- [What the exercise asks]
Rewrite the listing below as a numbered list, dropping any blank lines.

......

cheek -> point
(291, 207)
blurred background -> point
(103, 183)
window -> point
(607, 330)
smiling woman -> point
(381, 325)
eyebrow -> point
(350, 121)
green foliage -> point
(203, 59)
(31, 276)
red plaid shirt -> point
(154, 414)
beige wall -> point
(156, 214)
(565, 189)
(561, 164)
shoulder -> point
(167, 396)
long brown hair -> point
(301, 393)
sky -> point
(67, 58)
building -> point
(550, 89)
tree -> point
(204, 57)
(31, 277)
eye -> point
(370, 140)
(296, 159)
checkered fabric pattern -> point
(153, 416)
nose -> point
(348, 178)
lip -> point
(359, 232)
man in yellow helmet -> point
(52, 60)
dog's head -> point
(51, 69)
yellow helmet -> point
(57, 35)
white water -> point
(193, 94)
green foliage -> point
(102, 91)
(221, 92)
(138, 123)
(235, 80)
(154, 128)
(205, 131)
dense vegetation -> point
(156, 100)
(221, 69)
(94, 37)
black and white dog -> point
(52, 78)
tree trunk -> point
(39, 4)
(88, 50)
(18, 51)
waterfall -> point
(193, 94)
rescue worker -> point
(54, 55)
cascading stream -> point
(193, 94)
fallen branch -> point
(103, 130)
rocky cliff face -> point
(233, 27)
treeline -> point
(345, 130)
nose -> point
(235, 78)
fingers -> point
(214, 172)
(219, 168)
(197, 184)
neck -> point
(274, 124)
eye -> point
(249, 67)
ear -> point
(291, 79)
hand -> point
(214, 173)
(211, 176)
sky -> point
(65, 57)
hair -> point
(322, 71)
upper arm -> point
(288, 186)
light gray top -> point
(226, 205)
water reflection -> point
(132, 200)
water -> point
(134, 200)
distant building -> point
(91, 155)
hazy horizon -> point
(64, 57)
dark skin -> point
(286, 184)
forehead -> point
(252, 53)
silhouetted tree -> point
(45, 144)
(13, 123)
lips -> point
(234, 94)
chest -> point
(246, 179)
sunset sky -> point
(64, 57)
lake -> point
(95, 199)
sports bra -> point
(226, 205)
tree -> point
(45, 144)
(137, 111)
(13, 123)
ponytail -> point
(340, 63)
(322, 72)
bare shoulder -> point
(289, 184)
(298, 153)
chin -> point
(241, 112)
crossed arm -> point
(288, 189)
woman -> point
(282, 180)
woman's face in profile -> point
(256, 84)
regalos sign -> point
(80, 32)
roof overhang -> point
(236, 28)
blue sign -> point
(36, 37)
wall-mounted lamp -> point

......

- [Task response]
1. cheek -> point
2. (291, 207)
3. blurred background -> point
4. (103, 183)
5. window -> point
6. (607, 330)
7. smiling woman -> point
8. (381, 325)
9. eyebrow -> point
10. (350, 121)
11. green foliage -> point
12. (203, 59)
13. (31, 276)
14. red plaid shirt -> point
15. (154, 414)
16. beige wall -> point
17. (156, 214)
18. (565, 189)
19. (561, 164)
20. shoulder -> point
21. (167, 396)
22. long brown hair -> point
23. (301, 393)
24. sky -> point
25. (67, 58)
26. building -> point
27. (550, 89)
28. tree -> point
29. (204, 57)
30. (31, 277)
31. eye -> point
32. (370, 140)
33. (296, 159)
34. checkered fabric pattern -> point
35. (153, 416)
36. nose -> point
37. (348, 178)
38. lip -> point
39. (359, 232)
40. man in yellow helmet -> point
41. (52, 60)
42. dog's head -> point
43. (51, 69)
44. yellow helmet -> point
45. (57, 35)
46. white water -> point
47. (193, 94)
48. green foliage -> point
49. (102, 91)
50. (221, 92)
51. (138, 123)
52. (235, 80)
53. (154, 128)
54. (205, 131)
55. dense vegetation -> point
56. (156, 100)
57. (221, 69)
58. (94, 37)
59. black and white dog -> point
60. (52, 78)
61. tree trunk -> point
62. (39, 4)
63. (88, 50)
64. (18, 51)
65. waterfall -> point
66. (193, 94)
67. rescue worker -> point
68. (54, 55)
69. cascading stream -> point
70. (193, 94)
71. fallen branch -> point
72. (103, 130)
73. rocky cliff face -> point
74. (233, 27)
75. treeline -> point
76. (345, 130)
77. nose -> point
78. (235, 78)
79. fingers -> point
80. (214, 172)
81. (219, 168)
82. (197, 184)
83. neck -> point
84. (274, 124)
85. eye -> point
86. (249, 67)
87. ear -> point
88. (291, 79)
89. hand -> point
90. (214, 173)
91. (211, 176)
92. sky -> point
93. (65, 57)
94. hair -> point
95. (322, 71)
96. upper arm -> point
97. (288, 186)
98. light gray top -> point
99. (226, 205)
100. water reflection -> point
101. (132, 200)
102. water -> point
103. (134, 200)
104. distant building -> point
105. (91, 155)
106. hazy horizon -> point
107. (64, 57)
108. dark skin -> point
109. (286, 184)
110. forehead -> point
111. (252, 53)
112. silhouetted tree -> point
113. (45, 144)
114. (13, 123)
115. lips -> point
116. (234, 94)
117. chest -> point
118. (246, 179)
119. sunset sky -> point
120. (64, 57)
121. lake -> point
122. (95, 199)
123. sports bra -> point
124. (226, 205)
125. tree -> point
126. (45, 144)
127. (137, 111)
128. (13, 123)
129. ponytail -> point
130. (340, 63)
131. (322, 72)
132. bare shoulder -> point
133. (289, 184)
134. (298, 153)
135. chin -> point
136. (241, 112)
137. crossed arm -> point
138. (288, 189)
139. woman -> point
140. (282, 180)
141. woman's face in profile -> point
142. (256, 84)
143. regalos sign -> point
144. (80, 32)
145. roof overhang -> point
146. (236, 28)
147. blue sign -> point
148. (36, 37)
149. wall-mounted lamp -> point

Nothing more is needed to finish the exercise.